**Task instructions**
Copy down all of the data underneath, exactly as shown.
Start Record list
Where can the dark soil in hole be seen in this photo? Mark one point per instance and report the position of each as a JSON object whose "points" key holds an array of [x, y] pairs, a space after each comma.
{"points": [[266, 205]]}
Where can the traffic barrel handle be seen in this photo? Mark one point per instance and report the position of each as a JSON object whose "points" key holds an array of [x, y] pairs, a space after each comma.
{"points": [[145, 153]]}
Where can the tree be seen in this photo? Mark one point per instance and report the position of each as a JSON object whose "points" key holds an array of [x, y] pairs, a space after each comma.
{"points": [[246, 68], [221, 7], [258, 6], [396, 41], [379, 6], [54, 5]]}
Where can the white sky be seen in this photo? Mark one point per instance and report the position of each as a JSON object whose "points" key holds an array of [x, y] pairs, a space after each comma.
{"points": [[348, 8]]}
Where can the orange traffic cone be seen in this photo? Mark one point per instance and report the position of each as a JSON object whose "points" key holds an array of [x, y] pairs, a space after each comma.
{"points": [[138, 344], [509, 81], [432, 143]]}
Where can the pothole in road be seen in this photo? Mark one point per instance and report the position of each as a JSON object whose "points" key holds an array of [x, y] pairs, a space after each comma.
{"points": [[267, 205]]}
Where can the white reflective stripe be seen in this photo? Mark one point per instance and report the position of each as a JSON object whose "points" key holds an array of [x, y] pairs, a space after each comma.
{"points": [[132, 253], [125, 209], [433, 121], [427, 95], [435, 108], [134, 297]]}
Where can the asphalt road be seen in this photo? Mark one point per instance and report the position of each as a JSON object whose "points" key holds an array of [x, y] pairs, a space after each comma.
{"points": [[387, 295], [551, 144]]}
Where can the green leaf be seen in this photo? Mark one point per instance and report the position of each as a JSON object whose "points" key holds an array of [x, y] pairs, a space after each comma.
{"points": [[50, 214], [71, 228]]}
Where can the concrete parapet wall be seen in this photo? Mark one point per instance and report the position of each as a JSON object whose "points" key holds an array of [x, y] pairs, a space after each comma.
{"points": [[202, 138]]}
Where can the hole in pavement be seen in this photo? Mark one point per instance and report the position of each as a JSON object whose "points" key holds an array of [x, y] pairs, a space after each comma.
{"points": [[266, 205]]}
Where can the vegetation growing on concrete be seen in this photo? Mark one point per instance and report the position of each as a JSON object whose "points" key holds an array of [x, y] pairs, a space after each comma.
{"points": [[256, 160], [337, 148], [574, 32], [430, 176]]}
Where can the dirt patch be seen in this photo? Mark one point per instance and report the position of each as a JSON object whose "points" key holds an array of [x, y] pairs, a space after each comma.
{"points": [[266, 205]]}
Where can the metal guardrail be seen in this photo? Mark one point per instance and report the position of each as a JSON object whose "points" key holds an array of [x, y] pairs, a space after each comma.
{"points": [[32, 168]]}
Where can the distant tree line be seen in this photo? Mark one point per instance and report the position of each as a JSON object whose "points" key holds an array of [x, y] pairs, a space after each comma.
End Record list
**Response for this exercise**
Where can the dark soil in hole be seen in this photo? Mark one point per instance and report the position of each as a JSON object whose "points" key holds an array of [x, y] pairs, a space after each comma.
{"points": [[266, 205]]}
Where can the traffic barrel handle be seen in this photo? Mark one point per instance and report the position of each as a JSON object whose "points" key holds an array of [x, y] pairs, a space after each comma.
{"points": [[145, 153]]}
Where can the tree be seen in this photo? Mark one point per instance and report the position of each as a JSON object whose "points" key holds an array of [x, y] pairs, a space after each comma.
{"points": [[246, 68], [221, 7], [258, 6], [396, 41], [379, 6], [54, 5]]}
Where can the white sky be seen in this photo? Mark one point per instance and report the position of each as a JSON object whose "points" key holds an array of [x, y] pairs, a space after each comma.
{"points": [[348, 8]]}
Where can the orange traffic cone be seen in this photo? Mark one point per instance and report the position of each as a JSON object whose "points" key holds an array of [x, y] pairs, a space after each comma.
{"points": [[138, 344], [509, 81], [432, 143]]}
Where can the pothole in road be seen in this photo? Mark one point per instance and report the position of each as a JSON object whose "points" key holds an array of [x, y] pairs, a space after each comma.
{"points": [[267, 205]]}
Where can the white reflective stripe be seen in this photo? Mark one point per instance and report the position of each as a JSON object whose "points" key holds an array of [x, y] pairs, a space after each comma.
{"points": [[132, 253], [125, 209], [433, 121], [427, 95], [435, 108], [134, 297]]}
Where can the asphalt road be seen in this photo? Mark one point per instance and report the position of each as a JSON object whose "points" key holds an array of [x, y] pairs, a space after each comma.
{"points": [[387, 295], [551, 144]]}
Where can the green leaf be seen in this photo? Mark one point per instance and report the position of each as a JSON object whose "points" key holds an array of [x, y] pairs, a space after each comma.
{"points": [[50, 214], [71, 228]]}
Where can the concrete parapet wall be seen in this photo? Mark one point per instance and report the position of each as a JSON object whose "points" key holds an array of [x, y] pairs, a space after each comma.
{"points": [[202, 138]]}
Where can the hole in pavement be seen in this photo? Mark one point per instance and report the position of each as a JSON object whose "points" key holds an array of [x, y] pairs, a space after each comma.
{"points": [[266, 205]]}
Where can the vegetation growing on concrete be seen in this photo? Mark one point per instance and report the position of each as a JSON object whose "points" key holds an array of [x, y] pairs, a space after each comma.
{"points": [[256, 160], [337, 148], [574, 32], [430, 176]]}
Where can the dirt patch be seen in this photo? Mark one point per instance and report the position of each as a JSON object whose "points" key holds an array of [x, y] pairs, a space after each comma.
{"points": [[266, 205]]}
Where can the metal guardrail be seen in this photo? Mark one point per instance and report the position of each as a JSON object whose "points" key holds an array of [x, y] pairs, a space after each comma.
{"points": [[32, 168]]}
Where can the distant tree line be seen in this photo? Mark one point per instance and report the position of each as a JSON object whose "points" key holds an array of [x, y] pairs, a space after each comma.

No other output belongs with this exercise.